**Exercise details**
Extract each line of the data below that contains the string "shadow" and copy those lines in full. The match is case-sensitive.
Start Given data
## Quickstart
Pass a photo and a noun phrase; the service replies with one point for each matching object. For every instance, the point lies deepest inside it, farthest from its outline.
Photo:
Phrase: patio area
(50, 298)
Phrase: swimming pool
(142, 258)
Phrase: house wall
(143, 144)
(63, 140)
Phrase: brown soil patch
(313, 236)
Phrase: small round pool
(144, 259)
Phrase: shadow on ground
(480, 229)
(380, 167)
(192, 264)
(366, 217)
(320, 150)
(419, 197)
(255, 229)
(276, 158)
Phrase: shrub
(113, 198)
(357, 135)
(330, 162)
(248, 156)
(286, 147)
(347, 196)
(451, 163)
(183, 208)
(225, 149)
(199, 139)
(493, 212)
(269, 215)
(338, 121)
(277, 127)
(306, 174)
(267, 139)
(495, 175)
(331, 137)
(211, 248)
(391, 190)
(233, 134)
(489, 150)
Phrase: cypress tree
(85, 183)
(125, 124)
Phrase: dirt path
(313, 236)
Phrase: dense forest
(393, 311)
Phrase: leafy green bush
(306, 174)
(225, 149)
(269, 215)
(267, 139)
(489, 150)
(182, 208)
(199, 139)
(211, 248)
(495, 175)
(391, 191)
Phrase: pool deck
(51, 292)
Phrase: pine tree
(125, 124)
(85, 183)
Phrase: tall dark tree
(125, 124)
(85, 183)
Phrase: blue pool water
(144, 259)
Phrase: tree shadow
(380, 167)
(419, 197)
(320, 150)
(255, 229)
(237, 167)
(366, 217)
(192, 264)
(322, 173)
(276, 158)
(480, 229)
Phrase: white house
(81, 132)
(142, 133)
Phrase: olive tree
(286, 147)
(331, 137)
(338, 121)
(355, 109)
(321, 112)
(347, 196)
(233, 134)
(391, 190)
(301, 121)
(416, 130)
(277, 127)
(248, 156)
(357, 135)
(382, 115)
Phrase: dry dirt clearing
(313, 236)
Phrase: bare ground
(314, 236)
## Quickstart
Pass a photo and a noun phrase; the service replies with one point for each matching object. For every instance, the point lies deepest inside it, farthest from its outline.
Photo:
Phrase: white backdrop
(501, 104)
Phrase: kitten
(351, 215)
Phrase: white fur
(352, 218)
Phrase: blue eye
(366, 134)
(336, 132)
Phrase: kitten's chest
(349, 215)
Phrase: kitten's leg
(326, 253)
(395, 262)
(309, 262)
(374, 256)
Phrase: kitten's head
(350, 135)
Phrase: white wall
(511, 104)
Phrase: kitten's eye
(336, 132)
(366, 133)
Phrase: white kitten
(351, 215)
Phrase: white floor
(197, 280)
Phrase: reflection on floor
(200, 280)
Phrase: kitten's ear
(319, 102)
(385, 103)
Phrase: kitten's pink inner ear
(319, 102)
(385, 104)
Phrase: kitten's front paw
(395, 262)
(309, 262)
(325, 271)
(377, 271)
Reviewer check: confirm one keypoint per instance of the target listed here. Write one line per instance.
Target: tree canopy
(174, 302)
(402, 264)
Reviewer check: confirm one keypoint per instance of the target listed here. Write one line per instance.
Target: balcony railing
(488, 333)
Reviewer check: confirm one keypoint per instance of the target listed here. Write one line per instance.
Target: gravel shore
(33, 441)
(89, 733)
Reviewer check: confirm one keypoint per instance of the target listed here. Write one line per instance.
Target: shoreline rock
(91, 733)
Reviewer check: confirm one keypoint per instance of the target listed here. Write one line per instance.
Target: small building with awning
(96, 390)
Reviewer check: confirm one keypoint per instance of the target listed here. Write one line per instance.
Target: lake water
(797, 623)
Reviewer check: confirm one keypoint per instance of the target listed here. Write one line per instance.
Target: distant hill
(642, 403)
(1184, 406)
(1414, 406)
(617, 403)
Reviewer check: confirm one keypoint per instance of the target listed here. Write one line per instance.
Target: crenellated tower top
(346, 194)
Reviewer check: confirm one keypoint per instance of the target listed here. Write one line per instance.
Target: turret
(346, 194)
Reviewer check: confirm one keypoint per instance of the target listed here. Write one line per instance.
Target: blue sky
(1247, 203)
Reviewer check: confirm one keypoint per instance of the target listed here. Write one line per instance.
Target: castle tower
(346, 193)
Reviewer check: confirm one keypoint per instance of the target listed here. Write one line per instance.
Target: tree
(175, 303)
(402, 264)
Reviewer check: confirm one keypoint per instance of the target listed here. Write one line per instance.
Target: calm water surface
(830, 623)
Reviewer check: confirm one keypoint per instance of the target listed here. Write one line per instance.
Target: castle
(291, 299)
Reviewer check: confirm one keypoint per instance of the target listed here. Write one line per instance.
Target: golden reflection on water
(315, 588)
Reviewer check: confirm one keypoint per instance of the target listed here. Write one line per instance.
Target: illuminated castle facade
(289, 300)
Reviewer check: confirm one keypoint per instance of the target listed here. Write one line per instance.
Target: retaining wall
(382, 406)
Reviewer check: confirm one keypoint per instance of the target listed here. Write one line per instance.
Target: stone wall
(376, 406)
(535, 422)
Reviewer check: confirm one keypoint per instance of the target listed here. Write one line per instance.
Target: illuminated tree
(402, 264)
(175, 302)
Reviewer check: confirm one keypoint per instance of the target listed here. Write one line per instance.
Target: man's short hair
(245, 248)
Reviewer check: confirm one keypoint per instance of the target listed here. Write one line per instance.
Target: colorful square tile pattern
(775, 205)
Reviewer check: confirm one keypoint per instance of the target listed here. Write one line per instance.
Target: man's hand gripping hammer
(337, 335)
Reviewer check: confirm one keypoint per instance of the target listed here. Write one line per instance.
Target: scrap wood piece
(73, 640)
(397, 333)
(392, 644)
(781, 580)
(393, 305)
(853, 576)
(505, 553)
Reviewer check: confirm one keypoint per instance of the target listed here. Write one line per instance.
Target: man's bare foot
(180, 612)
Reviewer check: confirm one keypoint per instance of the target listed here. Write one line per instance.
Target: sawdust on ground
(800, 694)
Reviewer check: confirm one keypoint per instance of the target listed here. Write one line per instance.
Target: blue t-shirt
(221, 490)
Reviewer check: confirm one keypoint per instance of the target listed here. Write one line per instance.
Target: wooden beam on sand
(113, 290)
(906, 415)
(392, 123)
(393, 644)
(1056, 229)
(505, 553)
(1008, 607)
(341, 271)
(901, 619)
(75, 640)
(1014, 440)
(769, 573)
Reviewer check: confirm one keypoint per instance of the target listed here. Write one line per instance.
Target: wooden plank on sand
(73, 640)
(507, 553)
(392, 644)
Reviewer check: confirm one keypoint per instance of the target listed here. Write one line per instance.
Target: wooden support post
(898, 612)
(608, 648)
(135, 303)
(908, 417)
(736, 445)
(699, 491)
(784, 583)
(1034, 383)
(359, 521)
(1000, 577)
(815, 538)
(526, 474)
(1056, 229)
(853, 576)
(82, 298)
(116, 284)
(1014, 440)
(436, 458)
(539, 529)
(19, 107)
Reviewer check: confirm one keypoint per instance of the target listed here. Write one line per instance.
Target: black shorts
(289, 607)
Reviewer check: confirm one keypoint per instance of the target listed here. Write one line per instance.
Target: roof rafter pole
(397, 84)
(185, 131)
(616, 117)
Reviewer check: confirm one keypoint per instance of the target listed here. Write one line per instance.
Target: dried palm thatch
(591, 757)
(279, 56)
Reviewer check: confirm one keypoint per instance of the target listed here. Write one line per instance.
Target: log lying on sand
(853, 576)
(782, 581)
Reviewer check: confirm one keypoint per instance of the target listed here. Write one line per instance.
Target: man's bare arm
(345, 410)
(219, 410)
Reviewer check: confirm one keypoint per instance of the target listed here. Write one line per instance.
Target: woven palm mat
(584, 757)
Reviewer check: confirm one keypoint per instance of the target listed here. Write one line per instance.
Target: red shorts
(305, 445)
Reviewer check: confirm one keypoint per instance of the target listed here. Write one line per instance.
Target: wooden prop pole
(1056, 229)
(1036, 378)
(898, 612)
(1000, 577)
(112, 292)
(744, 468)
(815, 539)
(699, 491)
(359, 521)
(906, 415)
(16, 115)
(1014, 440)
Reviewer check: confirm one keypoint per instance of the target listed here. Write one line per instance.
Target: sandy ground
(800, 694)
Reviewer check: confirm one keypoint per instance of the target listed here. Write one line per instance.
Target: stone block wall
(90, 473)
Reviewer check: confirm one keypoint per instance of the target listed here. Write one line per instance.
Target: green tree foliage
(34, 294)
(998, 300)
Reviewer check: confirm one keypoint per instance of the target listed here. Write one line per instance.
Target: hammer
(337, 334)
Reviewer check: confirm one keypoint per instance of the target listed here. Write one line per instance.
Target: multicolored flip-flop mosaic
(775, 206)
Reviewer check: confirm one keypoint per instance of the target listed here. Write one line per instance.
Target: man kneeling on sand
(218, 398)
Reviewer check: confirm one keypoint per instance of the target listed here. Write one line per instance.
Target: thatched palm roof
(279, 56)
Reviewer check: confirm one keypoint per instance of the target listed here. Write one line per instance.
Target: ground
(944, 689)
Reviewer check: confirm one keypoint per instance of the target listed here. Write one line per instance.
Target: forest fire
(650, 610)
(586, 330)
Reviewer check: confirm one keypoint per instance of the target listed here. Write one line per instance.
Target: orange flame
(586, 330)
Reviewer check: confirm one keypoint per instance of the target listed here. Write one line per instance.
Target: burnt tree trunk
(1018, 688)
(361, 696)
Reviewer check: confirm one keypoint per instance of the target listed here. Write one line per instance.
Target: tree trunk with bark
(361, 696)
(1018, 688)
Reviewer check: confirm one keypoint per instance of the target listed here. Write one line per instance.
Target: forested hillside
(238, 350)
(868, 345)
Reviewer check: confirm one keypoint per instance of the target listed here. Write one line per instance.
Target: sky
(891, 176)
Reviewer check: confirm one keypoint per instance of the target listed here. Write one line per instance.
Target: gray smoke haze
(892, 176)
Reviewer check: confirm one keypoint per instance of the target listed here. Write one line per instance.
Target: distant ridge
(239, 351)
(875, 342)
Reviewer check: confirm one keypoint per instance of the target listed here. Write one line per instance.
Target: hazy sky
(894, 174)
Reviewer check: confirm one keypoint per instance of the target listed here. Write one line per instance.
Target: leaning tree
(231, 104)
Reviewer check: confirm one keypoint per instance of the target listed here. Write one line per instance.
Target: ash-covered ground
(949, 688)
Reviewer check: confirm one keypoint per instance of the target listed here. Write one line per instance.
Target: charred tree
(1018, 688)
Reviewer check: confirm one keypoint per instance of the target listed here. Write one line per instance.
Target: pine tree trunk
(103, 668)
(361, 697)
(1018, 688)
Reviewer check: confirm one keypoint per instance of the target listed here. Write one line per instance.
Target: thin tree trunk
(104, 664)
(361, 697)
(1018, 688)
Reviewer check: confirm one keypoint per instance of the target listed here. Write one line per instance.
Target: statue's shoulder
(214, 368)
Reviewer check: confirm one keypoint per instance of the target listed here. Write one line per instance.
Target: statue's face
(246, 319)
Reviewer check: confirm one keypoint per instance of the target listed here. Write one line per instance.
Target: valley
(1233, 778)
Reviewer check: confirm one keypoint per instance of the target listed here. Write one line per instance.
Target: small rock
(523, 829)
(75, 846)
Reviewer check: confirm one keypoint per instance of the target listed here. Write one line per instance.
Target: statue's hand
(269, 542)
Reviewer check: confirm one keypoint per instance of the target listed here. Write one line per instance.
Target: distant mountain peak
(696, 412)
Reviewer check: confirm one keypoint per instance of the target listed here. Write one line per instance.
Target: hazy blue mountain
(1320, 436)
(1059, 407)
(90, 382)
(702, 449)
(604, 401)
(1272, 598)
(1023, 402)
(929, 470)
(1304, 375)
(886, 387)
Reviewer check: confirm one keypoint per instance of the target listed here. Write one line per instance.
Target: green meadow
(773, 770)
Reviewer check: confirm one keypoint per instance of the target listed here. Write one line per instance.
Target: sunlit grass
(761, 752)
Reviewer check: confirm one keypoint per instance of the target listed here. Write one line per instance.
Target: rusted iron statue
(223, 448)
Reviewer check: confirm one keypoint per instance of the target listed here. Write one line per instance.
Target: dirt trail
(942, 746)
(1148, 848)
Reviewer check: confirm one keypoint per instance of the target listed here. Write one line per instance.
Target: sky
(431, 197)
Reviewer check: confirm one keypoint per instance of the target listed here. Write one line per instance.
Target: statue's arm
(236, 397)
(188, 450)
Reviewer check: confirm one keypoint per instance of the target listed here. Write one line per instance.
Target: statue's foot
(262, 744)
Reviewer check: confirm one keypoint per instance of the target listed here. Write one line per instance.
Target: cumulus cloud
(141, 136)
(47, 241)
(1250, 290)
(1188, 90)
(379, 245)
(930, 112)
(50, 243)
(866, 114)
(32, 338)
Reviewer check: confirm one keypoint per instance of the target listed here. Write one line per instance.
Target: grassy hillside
End Given data
**Full response**
Phrase: shadow on ground
Phrase: tree shadow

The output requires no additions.